**Text provided:**
○ ○ ○ ○ ○
The situation in America is very similar. Here, orthodox medical treatment itself is now the leading cause of death, ahead of heart disease and cancer, and Infections, surgical mistakes and other medical harm contributes to the deaths of 180,000 hospital patients a year [and] another 1.4 million are seriously hurt by their hospital care. (Consumer Reports online: www.consumer-reports.org). Other studies reveal that adverse drug reactions are under-reported by up to 94 percent since the US government does not adequately track them. Death as a result of plant healings meanwhile remain next to zero.
It is worth asking why these figures so often go unreported, and why the medical profession continues to treat people as it does, even with full awareness of the risks and comparisons. Another good question would be why plants and herbs more than drugs and orthodox medicine are the focus of governments for stricter regulation (see for example the current codex alimentarius proposals) despite their effectiveness and comparative freedom from risk. Who benefits?
More remarkable even than their ability to heal the body is the ability of some plants to expand the mind, raise consciousness, release stuck or damaging emotions and connect us more deeply to spirit. These are the teacher plants. By showing us our true power and potential they enable us to see through illusions and explore the real nature of the dreaming universe so we discover our purpose on Earth.
Plant teachers are used by shamans the world over in a sacred ritual context to divine the future, enter spirit realms, learn the deepest truths of themselves and the universe (although many shamans see little distinction between the two since, as they say, the world is as you dream it; that is, each of us is the universe). They also enable them and us to perform true healings which go beyond the abilities of modern medicine and its reliance on intrusive treatments and often damaging drugs.
Salvia Divinorum: The Sage of the Seers
There was much of the beautiful, much of the wanton, much of the bizarre, something of the terrible, and not a little of that which might have excited disgust.
Edgar Allan Poe, The Masque of the Red Death
1
Salvia and Salvinorin A It is Total Madness Tearing Apart the Fabric of Reality
She is either not alive or not terrestrial
We knew then that she had come from another dimension
Bruce Rimmell, writing about the nature and origins of Salvia
Salvia divinorum is the botanical name of a visionary plant used in shamanic rituals for healing and divination by the medicine men and curanderos (healers) of Oaxaca, Mexico, who are referred to in this region as cho-ta-ci-ne: one who knows. In contemporary circles an extract of the plant, salvinorin A widely regarded as the worlds most powerful natural hallucinogen, up to 200 times stronger than LSD is also gaining respect among shamans and seekers as an express route to self-discovery and the expansion of consciousness.
The genus name, Salvia, comes from the Latin salvare, to heal or to save, while its complete botanical name, also from the Latin, is generally understood as the sage of the seers. The Mazatec shamans of Mexico, however, know it by less formal names, most of which are associated with the Virgin Mary who is seen as the embodiment of its spirit. Among them are ska Maria pastora (Mary the shepherdess), hojas de Maria (leaves of Mary), hojas de la pastora (leaves of the shepherdess), hierba Maria (Marys herb), and, according to the psychedelic explorer Terence McKenna, at least, as ojos de la pastora (the eyes of the shepherdess).
○ ○ ○ ○ ○
**Task item:** Could you reproduce the text on plant medicine, everything from "Edgar Allan Poe, The" down to "expansion of consciousness.", word for word? None of the items are needed.

[Stored records]
○ ○ ○ ○ ○
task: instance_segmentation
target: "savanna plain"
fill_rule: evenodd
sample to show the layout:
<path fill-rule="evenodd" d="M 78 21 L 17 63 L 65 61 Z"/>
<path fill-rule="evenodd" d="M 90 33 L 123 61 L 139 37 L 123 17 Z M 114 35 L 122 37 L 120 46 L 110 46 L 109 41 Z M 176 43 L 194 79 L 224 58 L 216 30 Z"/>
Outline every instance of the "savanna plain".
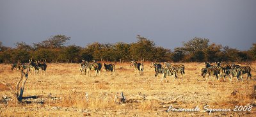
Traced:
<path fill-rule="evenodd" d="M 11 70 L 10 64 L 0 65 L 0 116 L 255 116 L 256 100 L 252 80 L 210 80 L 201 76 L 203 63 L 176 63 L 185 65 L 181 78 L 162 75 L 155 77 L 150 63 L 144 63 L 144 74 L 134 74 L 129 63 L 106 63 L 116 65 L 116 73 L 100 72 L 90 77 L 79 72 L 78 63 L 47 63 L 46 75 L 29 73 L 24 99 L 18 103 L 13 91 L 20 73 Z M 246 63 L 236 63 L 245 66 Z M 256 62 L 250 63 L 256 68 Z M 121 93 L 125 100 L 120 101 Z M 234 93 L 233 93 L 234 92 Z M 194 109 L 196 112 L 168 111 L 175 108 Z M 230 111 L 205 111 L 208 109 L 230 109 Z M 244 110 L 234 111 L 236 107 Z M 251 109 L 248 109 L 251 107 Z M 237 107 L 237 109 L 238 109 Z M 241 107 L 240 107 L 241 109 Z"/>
○ ○ ○ ○ ○
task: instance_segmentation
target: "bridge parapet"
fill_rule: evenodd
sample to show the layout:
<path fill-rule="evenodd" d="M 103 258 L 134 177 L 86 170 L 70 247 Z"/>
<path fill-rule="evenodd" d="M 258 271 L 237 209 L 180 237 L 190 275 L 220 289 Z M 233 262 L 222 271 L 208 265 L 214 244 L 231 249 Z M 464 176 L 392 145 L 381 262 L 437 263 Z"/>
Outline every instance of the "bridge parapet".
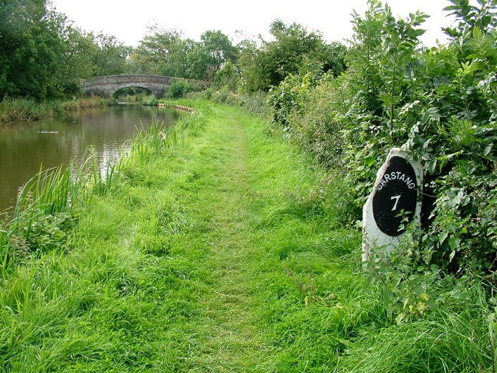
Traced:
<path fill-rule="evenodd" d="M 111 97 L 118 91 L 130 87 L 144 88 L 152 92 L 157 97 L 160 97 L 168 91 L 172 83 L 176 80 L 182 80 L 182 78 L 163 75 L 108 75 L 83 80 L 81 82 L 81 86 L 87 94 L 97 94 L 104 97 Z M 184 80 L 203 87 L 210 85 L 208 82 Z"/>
○ ○ ○ ○ ○
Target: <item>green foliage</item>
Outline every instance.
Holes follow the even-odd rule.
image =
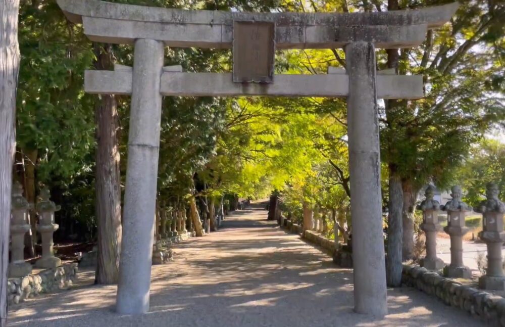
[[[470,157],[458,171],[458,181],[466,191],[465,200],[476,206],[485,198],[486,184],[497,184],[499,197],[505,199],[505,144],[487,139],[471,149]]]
○ ○ ○ ○ ○
**Task answer:**
Edgar Allan Poe, The Masque of the Red Death
1
Salvia and Salvinorin A It is Total Madness Tearing Apart the Fabric of Reality
She is either not alive or not terrestrial
We knew then that she had come from another dimension
Bruce Rimmell, writing about the nature and origins of Salvia
Salvia divinorum is the botanical name of a visionary plant used in shamanic rituals for healing and divination by the medicine men and curanderos (healers) of Oaxaca, Mexico, who are referred to in this region as cho-ta-ci-ne: one who knows. In contemporary circles an extract of the plant, salvinorin A widely regarded as the worlds most powerful natural hallucinogen, up to 200 times stronger than LSD is also gaining respect among shamans and seekers as an express route to self-discovery and the expansion of consciousness.